Promotional single by Owl City

from the album All Things Bright and Beautiful
- Released: October 10, 2011
- Studio: Sky Harbor Studios
- Genre: Electropop; synth-pop;
- Length: 3:44
- Label: Universal Republic
- Songwriter: Adam Young
- Producer: Young

= Dreams Don't Turn to Dust =

"Dreams Don't Turn to Dust" is a song by American electronica project Owl City. The song was released on October 10, 2011, as the second promotional single from his third studio album, All Things Bright and Beautiful via Universal Republic. It was released exclusively in the United Kingdom.

==Background and release==
On April 6, 2011, Young released previews of four tracks from the album including "Dreams Don't Turn to Dust". In an interview with Sugarscape, Young confirmed that the song would be the next single from the album released on October 10, 2011. Speaking about how the song came together, he stated, "Outside of music I've always dreamed of being an underwater welder - like a commercial scuba diver who dives down and welds rivets under water."

Short exercise 1
Recast the paragraph of the song article above that begins "On April 6, 2011" as a short bulleted list that keeps its main facts.

Data lines
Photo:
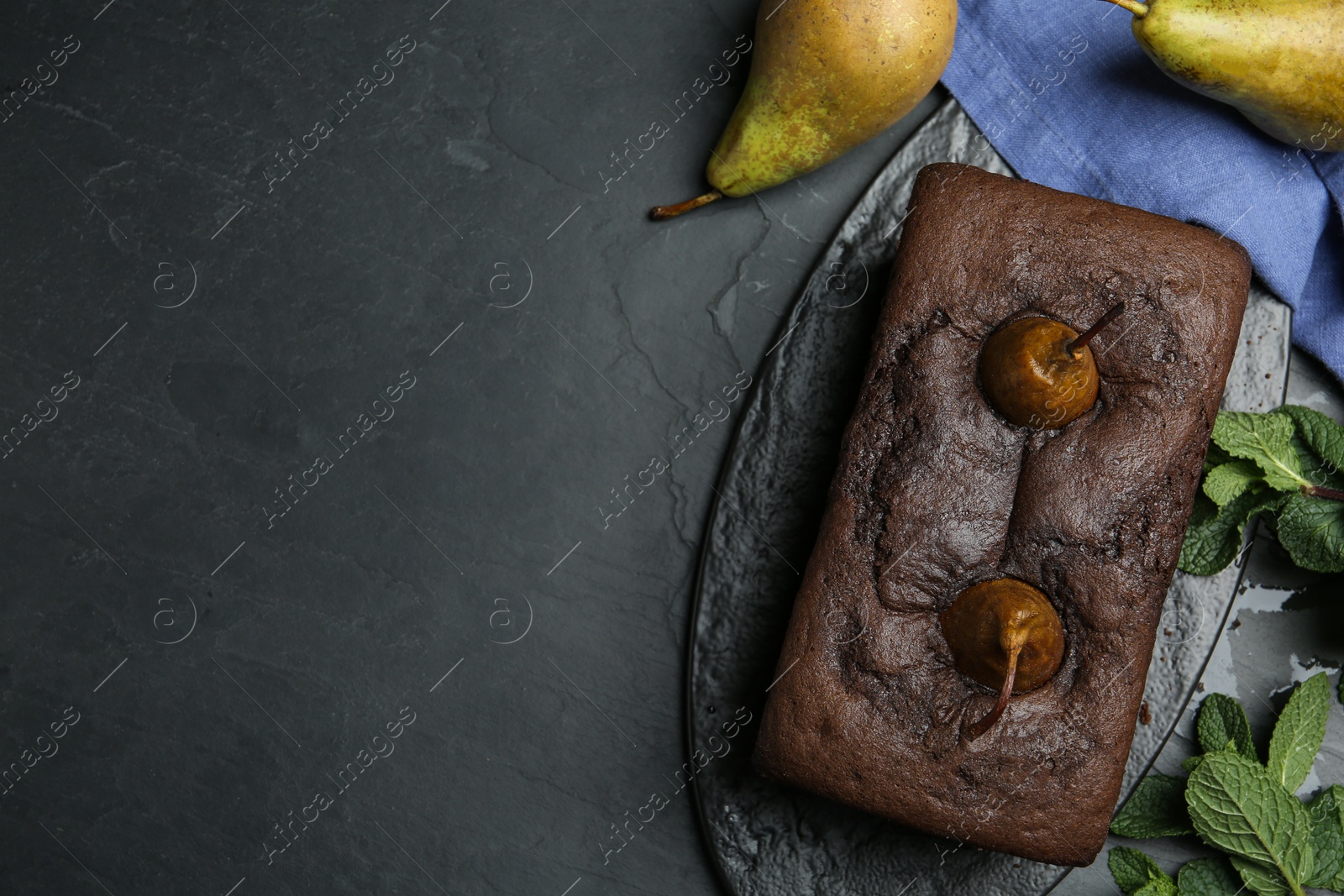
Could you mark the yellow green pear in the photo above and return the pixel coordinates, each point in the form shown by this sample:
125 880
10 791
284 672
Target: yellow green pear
1280 62
826 76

Short exercise 2
Switch "yellow green pear" to "green apple" throughout the listing above and give all its lines again with nothing else changed. Please leave the pictures out.

Full solution 1
- On April 6, 2011, Young released previews of four tracks from the album, including "Dreams Don't Turn to Dust."
- In an interview with Sugarscape, Young confirmed the song would be the album's next single, released on October 10, 2011.
- Describing how the song came together, he said that outside of music he had always dreamed of being an underwater welder, like a commercial scuba diver who welds rivets under water.

Full solution 2
Photo:
Could you mark the green apple in the photo above and return the pixel coordinates, each point in the form shown by this sample:
125 880
10 791
284 672
Target: green apple
1280 62
826 76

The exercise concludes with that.